YOUR TASK: Retype the Holger Becker profile exactly, word for word.

DOCUMENT EXCERPT:

For the third post in the Introducing series, here we’re very happy to introduce you to Editorial Board member Holger Becker and his research vision, including the development of lab on a chip technology to marketable products:
Dr Holger Becker is co-founder and CSO of microfluidic ChipShop GmbH. He obtained physics degrees from the University of Western Australia/Perth and the University of Heidelberg in 1990 and 1991 respectively. He started to work on miniaturized systems for chemical analysis during his PhD thesis at the Institute for Applied Physics at Heidelberg University, where he obtained his PhD on miniaturized chemical surface acoustic wave (SAW) sensors in 1995. Between 1995 and 1997 he was a Research Associate at the Department of Chemistry at Imperial College in London with Prof. Andreas Manz. In 1998 he joined Jenoptik Mikrotechnik GmbH where he was responsible for the realisation of a polymer-based microfabrication production line. Since then, he founded and led several companies in the field of microsystem technologies in medicine and the life sciences, for which he was nominated for the German Founder’s Prize in 2004. He lead the Industry Group of the German Physical Society between 2004 and 2009, and is the current chair of the SPIE ‘‘Microfluidics, BioMEMS and Medical Microsystems’’ conference as well as co-chair for MicroTAS 2013. Besides serving on the Editorial Board of “Lab-on-a-Chip”, he is a member of the General Advisory Board of MANCEF (Micro and Nanotechnology Commercialization Education Foundation), the expert panel on “Security Research” of the Federal Ministry of Economics and Technology as well as several other advisory boards and is acting as a regular reviewer of project proposals on a national and international level.

Data items:
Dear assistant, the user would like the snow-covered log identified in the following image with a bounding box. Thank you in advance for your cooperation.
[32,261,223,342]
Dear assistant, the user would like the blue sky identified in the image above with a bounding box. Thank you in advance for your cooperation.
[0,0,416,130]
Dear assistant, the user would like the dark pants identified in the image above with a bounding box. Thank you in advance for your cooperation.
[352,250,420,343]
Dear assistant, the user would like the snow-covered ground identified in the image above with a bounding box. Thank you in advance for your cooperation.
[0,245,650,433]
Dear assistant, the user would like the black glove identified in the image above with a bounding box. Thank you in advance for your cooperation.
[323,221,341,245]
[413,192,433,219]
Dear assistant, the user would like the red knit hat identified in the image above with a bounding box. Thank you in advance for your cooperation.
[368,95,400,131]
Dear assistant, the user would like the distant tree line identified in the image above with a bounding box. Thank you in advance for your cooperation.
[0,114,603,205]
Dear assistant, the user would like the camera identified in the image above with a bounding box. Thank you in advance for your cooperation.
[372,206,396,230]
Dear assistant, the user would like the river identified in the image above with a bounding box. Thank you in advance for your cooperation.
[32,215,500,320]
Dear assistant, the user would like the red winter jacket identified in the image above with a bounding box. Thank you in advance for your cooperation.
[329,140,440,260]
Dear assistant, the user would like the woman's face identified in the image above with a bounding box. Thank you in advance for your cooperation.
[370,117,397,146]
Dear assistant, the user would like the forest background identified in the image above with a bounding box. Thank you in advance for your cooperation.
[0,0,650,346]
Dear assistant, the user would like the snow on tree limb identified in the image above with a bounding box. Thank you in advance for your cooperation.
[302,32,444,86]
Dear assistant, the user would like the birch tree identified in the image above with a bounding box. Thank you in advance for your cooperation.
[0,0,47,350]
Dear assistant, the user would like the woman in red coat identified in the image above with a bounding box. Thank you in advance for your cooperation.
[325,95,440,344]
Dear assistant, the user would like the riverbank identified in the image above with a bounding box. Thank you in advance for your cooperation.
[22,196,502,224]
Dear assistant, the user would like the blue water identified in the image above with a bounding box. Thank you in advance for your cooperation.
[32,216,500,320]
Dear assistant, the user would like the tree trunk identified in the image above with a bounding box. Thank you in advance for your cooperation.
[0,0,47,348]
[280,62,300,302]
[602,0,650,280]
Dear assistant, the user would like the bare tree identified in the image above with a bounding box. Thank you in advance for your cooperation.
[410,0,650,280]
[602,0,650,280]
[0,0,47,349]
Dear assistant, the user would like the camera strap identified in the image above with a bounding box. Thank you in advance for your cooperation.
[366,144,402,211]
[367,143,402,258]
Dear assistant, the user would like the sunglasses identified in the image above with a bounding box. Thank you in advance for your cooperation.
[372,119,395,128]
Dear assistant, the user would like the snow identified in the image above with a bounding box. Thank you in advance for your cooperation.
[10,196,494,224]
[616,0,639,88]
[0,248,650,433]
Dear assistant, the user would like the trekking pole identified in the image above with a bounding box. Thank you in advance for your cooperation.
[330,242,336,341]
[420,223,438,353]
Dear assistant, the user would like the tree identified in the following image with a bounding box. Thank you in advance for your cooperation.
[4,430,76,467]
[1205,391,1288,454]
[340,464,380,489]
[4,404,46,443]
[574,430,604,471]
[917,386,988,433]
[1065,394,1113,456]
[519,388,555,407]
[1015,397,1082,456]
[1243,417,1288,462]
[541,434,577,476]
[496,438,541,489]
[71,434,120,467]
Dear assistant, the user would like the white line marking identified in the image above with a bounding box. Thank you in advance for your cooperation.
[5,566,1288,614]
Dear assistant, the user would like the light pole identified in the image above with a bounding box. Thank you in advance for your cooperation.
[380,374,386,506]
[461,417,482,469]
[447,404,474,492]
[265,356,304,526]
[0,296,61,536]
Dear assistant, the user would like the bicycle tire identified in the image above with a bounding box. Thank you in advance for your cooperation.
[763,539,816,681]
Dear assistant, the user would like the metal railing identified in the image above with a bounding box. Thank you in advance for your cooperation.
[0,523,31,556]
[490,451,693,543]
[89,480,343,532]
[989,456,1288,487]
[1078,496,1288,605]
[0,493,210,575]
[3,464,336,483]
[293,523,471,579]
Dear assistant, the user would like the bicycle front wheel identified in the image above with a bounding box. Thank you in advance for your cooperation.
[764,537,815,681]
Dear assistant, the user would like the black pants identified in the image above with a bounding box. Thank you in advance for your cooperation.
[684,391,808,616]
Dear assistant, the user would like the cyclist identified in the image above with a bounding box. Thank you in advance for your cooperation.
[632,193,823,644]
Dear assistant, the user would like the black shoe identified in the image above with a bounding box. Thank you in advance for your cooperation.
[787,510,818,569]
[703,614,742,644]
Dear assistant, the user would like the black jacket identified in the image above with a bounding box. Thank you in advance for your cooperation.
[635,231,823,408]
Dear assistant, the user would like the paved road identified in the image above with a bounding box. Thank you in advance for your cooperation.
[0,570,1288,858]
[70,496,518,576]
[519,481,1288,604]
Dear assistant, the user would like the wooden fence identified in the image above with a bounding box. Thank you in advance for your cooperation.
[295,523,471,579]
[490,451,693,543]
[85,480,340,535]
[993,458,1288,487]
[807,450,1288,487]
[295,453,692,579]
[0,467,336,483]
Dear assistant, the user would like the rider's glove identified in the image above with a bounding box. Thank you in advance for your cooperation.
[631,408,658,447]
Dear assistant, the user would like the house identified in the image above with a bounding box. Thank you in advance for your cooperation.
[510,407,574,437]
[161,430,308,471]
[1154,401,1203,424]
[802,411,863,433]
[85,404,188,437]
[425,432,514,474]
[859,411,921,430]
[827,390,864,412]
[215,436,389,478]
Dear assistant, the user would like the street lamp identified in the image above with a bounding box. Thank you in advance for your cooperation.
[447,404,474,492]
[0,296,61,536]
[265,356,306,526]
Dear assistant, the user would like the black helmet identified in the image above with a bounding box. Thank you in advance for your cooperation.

WRITTEN ANSWER:
For the third post in the Introducing series, here we’re very happy to introduce you to Editorial Board member Holger Becker and his research vision, including the development of lab on a chip technology to marketable products:
Dr Holger Becker is co-founder and CSO of microfluidic ChipShop GmbH. He obtained physics degrees from the University of Western Australia/Perth and the University of Heidelberg in 1990 and 1991 respectively. He started to work on miniaturized systems for chemical analysis during his PhD thesis at the Institute for Applied Physics at Heidelberg University, where he obtained his PhD on miniaturized chemical surface acoustic wave (SAW) sensors in 1995. Between 1995 and 1997 he was a Research Associate at the Department of Chemistry at Imperial College in London with Prof. Andreas Manz. In 1998 he joined Jenoptik Mikrotechnik GmbH where he was responsible for the realisation of a polymer-based microfabrication production line. Since then, he founded and led several companies in the field of microsystem technologies in medicine and the life sciences, for which he was nominated for the German Founder’s Prize in 2004. He lead the Industry Group of the German Physical Society between 2004 and 2009, and is the current chair of the SPIE ‘‘Microfluidics, BioMEMS and Medical Microsystems’’ conference as well as co-chair for MicroTAS 2013. Besides serving on the Editorial Board of “Lab-on-a-Chip”, he is a member of the General Advisory Board of MANCEF (Micro and Nanotechnology Commercialization Education Foundation), the expert panel on “Security Research” of the Federal Ministry of Economics and Technology as well as several other advisory boards and is acting as a regular reviewer of project proposals on a national and international level.